▶ What the exercise asks
Select every line of the entries that contains the word "white", and copy each of those lines.

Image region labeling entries
────────────────────────────────────────

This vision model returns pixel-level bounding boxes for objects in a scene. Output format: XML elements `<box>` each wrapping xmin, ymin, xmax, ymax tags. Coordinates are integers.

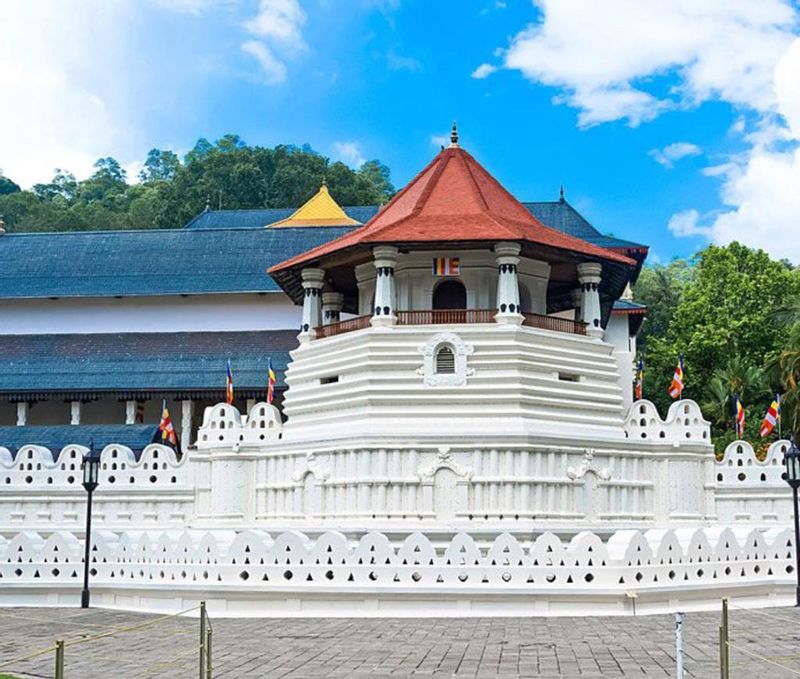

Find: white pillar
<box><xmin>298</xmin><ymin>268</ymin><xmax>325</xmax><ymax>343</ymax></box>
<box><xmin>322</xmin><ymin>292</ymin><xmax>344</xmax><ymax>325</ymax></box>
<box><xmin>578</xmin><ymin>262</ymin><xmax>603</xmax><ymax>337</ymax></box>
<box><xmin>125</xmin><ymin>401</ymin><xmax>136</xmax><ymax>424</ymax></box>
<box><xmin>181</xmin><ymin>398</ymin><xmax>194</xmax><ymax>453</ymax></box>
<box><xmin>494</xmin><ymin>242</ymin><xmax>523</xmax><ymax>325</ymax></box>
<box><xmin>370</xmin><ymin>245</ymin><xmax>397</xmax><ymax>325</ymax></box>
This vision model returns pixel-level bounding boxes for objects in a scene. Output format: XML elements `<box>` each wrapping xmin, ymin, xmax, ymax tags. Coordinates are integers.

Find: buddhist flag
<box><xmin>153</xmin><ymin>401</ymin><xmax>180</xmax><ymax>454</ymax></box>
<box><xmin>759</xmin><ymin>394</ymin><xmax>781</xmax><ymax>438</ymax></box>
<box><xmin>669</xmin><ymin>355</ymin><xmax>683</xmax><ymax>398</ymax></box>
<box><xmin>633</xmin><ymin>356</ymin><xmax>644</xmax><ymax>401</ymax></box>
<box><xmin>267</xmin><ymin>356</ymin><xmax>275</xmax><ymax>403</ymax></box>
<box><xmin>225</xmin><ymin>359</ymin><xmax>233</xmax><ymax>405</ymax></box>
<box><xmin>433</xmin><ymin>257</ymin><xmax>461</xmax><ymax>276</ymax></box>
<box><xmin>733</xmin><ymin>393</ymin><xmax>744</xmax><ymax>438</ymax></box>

────────────────────────────────────────

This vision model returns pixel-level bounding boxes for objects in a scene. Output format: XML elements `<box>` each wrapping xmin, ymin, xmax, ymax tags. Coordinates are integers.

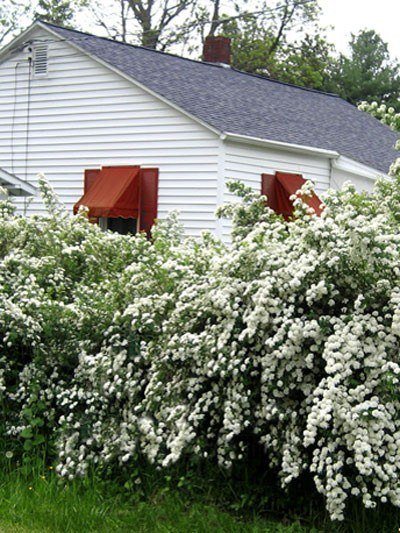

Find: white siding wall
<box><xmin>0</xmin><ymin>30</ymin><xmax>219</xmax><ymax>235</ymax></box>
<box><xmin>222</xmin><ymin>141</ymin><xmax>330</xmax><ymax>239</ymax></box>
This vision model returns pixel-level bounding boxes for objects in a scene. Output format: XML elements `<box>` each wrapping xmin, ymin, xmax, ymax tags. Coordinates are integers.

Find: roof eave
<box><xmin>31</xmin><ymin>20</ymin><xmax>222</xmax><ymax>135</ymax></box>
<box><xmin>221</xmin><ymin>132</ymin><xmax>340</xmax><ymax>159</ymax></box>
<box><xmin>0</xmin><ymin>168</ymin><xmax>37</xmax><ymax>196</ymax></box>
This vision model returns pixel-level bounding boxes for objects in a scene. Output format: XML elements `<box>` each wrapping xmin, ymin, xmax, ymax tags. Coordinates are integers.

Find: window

────────────────────────────────────────

▶ Full answer
Find: white pillar
Find: white siding wall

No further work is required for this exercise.